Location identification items
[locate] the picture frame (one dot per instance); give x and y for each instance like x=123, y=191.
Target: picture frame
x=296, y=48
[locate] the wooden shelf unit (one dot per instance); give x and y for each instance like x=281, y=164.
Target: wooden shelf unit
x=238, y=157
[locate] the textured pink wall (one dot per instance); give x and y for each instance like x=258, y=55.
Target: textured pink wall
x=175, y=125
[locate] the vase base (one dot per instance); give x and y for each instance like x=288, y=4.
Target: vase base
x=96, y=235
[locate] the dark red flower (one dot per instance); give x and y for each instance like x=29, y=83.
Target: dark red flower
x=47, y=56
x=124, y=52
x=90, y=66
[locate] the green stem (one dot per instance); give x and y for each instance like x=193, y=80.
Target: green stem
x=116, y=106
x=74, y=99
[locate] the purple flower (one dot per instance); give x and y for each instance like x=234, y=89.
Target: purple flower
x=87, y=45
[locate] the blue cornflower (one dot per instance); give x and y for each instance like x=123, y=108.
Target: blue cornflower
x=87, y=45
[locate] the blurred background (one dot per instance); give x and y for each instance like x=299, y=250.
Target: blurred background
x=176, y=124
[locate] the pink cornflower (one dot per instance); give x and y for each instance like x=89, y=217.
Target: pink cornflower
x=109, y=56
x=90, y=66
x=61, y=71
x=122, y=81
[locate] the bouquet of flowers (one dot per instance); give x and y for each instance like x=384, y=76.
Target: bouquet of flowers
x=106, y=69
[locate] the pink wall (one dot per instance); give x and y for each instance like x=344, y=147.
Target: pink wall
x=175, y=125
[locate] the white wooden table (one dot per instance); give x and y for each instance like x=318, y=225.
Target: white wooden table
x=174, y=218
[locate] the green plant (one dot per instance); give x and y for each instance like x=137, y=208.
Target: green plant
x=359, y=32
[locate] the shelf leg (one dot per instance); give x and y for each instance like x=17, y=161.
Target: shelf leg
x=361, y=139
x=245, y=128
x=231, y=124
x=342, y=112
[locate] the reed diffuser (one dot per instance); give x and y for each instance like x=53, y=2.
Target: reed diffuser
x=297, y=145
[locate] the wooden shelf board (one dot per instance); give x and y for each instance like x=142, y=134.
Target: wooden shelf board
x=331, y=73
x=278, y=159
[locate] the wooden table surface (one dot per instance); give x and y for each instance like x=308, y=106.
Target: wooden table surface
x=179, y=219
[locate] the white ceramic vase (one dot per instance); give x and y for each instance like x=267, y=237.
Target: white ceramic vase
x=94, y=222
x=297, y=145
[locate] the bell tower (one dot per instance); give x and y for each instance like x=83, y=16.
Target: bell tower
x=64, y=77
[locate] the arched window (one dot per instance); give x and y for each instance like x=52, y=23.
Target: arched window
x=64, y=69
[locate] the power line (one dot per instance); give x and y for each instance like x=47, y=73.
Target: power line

Required work. Repeat exactly, and only, the lines from the one containing "[locate] the wooden shelf board" through the end of the material.

Task response.
[locate] the wooden shelf board (one dot per instance); give x and y for each instance like x=142, y=134.
Target: wooden shelf board
x=331, y=73
x=278, y=159
[locate] the wooden table surface (one dot per instance); give x and y for each instance like x=308, y=106.
Target: wooden table surface
x=179, y=219
[locate] the white ceramic vase (one dot per instance); give x and y for each instance like x=267, y=237.
Target: white ceramic vase
x=94, y=222
x=297, y=145
[locate] the bell tower (one dot per instance); give x and y for each instance like x=83, y=16.
Target: bell tower
x=64, y=77
[locate] the arched window (one dot per instance); give x and y for each instance like x=52, y=23.
Target: arched window
x=64, y=69
[locate] the power line (one dot per instance); give x and y for each instance like x=47, y=73.
Target: power line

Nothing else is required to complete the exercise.